(Location annotation dataset excerpts)
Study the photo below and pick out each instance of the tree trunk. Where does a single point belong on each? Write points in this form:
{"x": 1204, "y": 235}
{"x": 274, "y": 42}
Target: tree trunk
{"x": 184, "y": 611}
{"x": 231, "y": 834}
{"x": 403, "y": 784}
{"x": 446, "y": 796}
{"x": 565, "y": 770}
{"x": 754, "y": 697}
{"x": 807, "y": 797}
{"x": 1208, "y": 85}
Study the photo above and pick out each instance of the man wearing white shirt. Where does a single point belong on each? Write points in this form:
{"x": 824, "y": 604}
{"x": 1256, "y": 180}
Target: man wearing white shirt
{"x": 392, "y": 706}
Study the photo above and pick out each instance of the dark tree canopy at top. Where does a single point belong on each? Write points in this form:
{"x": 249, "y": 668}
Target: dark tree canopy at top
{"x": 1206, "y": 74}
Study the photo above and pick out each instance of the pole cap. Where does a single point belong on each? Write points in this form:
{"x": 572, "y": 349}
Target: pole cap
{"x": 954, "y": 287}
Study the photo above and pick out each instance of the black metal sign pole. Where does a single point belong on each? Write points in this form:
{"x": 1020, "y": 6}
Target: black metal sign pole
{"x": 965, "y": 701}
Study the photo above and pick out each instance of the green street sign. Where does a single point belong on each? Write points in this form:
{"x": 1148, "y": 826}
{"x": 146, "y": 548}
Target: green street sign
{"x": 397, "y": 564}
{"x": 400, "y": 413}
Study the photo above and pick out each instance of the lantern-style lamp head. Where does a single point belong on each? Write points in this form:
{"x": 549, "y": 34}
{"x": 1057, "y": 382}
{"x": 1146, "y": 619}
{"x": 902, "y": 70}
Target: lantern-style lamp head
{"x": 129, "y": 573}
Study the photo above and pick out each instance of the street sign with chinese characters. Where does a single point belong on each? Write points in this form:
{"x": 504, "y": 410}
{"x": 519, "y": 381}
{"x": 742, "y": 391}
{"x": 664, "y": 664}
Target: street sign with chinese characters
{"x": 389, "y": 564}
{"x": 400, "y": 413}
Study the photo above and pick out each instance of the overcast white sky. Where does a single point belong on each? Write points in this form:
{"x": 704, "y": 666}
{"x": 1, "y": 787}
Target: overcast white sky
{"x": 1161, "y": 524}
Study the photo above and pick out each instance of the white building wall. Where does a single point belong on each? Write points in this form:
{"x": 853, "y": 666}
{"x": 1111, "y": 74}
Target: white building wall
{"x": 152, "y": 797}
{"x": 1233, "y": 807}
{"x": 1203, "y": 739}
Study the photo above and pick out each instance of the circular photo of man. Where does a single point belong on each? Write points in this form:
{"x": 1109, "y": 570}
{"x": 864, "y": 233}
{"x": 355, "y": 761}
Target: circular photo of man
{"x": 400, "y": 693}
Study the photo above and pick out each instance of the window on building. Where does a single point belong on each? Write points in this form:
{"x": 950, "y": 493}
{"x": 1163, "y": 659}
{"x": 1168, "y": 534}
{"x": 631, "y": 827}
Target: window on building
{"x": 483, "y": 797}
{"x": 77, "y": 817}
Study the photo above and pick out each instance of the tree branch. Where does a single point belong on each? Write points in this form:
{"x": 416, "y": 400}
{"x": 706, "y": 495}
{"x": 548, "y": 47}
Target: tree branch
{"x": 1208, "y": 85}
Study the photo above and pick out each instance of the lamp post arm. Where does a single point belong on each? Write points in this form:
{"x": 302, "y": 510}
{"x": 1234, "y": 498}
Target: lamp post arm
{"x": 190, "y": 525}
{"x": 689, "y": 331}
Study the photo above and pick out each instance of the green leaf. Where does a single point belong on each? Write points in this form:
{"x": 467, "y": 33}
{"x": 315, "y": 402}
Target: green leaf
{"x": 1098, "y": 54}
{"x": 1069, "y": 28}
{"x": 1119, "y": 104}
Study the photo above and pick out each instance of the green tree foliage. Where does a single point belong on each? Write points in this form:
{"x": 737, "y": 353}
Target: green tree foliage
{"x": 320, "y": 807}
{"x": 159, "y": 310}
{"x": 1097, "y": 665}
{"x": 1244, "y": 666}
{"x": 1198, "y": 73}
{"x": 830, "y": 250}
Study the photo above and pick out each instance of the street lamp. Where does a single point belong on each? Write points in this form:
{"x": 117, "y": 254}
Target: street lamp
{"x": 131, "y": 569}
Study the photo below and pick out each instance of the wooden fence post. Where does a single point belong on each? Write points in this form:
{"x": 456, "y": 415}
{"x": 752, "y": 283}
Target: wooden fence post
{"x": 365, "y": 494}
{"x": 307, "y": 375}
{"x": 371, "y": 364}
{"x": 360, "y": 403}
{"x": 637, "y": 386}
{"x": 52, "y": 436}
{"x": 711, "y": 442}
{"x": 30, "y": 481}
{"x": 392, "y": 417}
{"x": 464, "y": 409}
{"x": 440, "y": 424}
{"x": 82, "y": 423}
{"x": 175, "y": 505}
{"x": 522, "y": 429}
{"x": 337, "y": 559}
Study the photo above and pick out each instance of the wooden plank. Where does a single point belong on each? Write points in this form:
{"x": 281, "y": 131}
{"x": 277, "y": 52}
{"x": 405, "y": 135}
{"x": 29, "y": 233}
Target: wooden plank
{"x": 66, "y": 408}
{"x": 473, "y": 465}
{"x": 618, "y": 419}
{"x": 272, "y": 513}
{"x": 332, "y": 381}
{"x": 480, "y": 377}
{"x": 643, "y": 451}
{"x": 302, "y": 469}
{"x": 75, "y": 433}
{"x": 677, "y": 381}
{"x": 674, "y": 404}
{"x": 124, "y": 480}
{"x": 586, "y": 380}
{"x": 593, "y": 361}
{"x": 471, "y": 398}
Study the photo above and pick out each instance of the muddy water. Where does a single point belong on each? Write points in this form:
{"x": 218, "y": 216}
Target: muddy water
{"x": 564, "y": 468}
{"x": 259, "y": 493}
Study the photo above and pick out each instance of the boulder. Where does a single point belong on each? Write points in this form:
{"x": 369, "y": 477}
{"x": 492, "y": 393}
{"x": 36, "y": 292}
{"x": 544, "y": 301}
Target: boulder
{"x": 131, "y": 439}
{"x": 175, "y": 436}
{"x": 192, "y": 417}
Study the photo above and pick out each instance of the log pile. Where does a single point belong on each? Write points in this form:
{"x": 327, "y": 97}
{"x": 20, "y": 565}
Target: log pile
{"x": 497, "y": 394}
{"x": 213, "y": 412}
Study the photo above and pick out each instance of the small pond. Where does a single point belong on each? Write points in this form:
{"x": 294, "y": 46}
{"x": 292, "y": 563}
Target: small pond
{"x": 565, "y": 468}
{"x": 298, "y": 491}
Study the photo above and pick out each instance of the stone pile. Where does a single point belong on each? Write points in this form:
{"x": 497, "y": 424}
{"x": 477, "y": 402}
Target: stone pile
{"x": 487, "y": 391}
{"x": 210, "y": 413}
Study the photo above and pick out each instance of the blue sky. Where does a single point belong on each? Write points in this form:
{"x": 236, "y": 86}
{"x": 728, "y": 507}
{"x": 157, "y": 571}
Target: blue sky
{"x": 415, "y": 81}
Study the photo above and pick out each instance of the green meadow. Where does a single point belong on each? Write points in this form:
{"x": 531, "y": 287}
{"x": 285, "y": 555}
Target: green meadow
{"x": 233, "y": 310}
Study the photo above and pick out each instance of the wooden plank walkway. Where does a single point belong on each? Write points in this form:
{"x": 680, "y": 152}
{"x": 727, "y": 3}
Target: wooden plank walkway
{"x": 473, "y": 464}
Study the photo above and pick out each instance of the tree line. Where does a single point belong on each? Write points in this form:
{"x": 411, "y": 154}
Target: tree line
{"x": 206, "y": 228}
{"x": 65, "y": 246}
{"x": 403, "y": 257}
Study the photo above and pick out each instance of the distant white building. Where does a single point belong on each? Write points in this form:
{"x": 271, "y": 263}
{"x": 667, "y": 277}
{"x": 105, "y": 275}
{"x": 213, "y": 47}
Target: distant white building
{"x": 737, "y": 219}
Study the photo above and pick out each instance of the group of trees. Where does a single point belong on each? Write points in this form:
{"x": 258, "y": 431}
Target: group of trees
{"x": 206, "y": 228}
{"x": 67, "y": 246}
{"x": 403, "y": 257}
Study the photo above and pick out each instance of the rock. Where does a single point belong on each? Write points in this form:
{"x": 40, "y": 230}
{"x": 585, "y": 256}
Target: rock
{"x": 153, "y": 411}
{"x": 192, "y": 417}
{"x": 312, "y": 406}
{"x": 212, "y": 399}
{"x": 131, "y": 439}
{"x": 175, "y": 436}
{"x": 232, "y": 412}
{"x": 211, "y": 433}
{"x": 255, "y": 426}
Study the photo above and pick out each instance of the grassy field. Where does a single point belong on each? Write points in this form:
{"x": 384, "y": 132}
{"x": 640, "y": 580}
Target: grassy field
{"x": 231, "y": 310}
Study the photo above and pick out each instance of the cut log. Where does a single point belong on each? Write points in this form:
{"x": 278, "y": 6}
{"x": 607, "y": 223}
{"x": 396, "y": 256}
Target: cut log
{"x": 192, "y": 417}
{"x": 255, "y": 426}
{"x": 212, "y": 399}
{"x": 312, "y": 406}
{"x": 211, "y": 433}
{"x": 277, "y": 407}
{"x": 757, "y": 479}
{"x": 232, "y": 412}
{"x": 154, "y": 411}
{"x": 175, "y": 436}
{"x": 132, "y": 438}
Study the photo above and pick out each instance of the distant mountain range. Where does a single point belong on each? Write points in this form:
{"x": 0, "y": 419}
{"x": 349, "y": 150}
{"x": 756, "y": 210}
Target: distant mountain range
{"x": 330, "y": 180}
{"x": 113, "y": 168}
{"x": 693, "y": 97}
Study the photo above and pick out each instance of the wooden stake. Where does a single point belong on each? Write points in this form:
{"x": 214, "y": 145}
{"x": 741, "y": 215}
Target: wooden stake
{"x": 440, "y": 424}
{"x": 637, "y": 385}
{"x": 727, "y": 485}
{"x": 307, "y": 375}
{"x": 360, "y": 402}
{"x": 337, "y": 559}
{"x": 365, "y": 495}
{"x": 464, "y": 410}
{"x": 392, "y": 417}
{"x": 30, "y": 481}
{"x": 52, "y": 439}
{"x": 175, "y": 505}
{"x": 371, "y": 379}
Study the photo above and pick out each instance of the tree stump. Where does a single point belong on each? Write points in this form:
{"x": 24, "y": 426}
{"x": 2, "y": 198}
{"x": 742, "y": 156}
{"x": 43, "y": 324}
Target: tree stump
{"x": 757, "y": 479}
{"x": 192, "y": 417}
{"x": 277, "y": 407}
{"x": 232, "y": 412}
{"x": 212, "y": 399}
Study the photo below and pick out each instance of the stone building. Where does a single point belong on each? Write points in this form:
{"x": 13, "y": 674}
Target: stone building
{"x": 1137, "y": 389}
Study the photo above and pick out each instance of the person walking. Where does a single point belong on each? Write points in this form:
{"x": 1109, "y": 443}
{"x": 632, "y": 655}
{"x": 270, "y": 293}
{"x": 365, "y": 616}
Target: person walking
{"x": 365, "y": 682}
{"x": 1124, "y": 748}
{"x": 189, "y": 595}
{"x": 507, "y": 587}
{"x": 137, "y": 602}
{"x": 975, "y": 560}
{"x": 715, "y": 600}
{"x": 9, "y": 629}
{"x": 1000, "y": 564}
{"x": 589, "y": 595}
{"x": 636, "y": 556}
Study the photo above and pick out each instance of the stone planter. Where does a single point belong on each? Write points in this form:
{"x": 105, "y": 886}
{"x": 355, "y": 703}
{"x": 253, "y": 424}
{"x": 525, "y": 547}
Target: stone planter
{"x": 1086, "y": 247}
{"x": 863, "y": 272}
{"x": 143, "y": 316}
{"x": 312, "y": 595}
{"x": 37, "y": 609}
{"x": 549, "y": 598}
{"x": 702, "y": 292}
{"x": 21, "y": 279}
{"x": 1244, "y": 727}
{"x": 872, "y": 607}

**Work to do**
Look above for the line containing "the distant mountain", then transcribe it and all lines after it through the last, exactly and with nothing else.

**Worked answer**
Study the photo above and pick out each instance of the distant mountain range. Where does a single point belong on each? Write points in this form:
{"x": 0, "y": 419}
{"x": 349, "y": 150}
{"x": 756, "y": 210}
Target: distant mountain range
{"x": 330, "y": 180}
{"x": 113, "y": 168}
{"x": 693, "y": 97}
Study the photo above and pick out each instance of the wooden stake. Where does a single point belong on each? Write points in this form:
{"x": 214, "y": 145}
{"x": 741, "y": 215}
Target: wooden stake
{"x": 440, "y": 424}
{"x": 637, "y": 385}
{"x": 727, "y": 485}
{"x": 307, "y": 375}
{"x": 360, "y": 402}
{"x": 337, "y": 559}
{"x": 365, "y": 495}
{"x": 464, "y": 410}
{"x": 392, "y": 417}
{"x": 30, "y": 481}
{"x": 52, "y": 439}
{"x": 175, "y": 505}
{"x": 371, "y": 379}
Study the photo above and pick out each instance of the tree stump. Where does a single point belong on each? Write points in this form:
{"x": 24, "y": 426}
{"x": 2, "y": 198}
{"x": 742, "y": 156}
{"x": 43, "y": 324}
Target: tree stump
{"x": 757, "y": 479}
{"x": 192, "y": 417}
{"x": 277, "y": 407}
{"x": 232, "y": 412}
{"x": 212, "y": 399}
Study the photo below and pick out each instance of the stone building. Where does a single point belong on each? Write points in this form:
{"x": 13, "y": 674}
Target: stone building
{"x": 1137, "y": 389}
Study the photo above and pick out each instance of the person walking. Where does a single point belong on each? Write points in this form:
{"x": 1109, "y": 443}
{"x": 632, "y": 655}
{"x": 270, "y": 293}
{"x": 365, "y": 616}
Target: person walking
{"x": 365, "y": 682}
{"x": 1124, "y": 748}
{"x": 189, "y": 595}
{"x": 507, "y": 587}
{"x": 137, "y": 602}
{"x": 975, "y": 560}
{"x": 715, "y": 600}
{"x": 9, "y": 629}
{"x": 1000, "y": 564}
{"x": 589, "y": 595}
{"x": 636, "y": 556}
Study the photo above and pick out each instance of the stone planter. Where does a single point belong on each? Write points in this form:
{"x": 105, "y": 886}
{"x": 355, "y": 703}
{"x": 253, "y": 424}
{"x": 525, "y": 547}
Target: stone planter
{"x": 1086, "y": 247}
{"x": 863, "y": 272}
{"x": 143, "y": 316}
{"x": 312, "y": 595}
{"x": 37, "y": 609}
{"x": 549, "y": 598}
{"x": 702, "y": 292}
{"x": 21, "y": 279}
{"x": 1244, "y": 727}
{"x": 872, "y": 607}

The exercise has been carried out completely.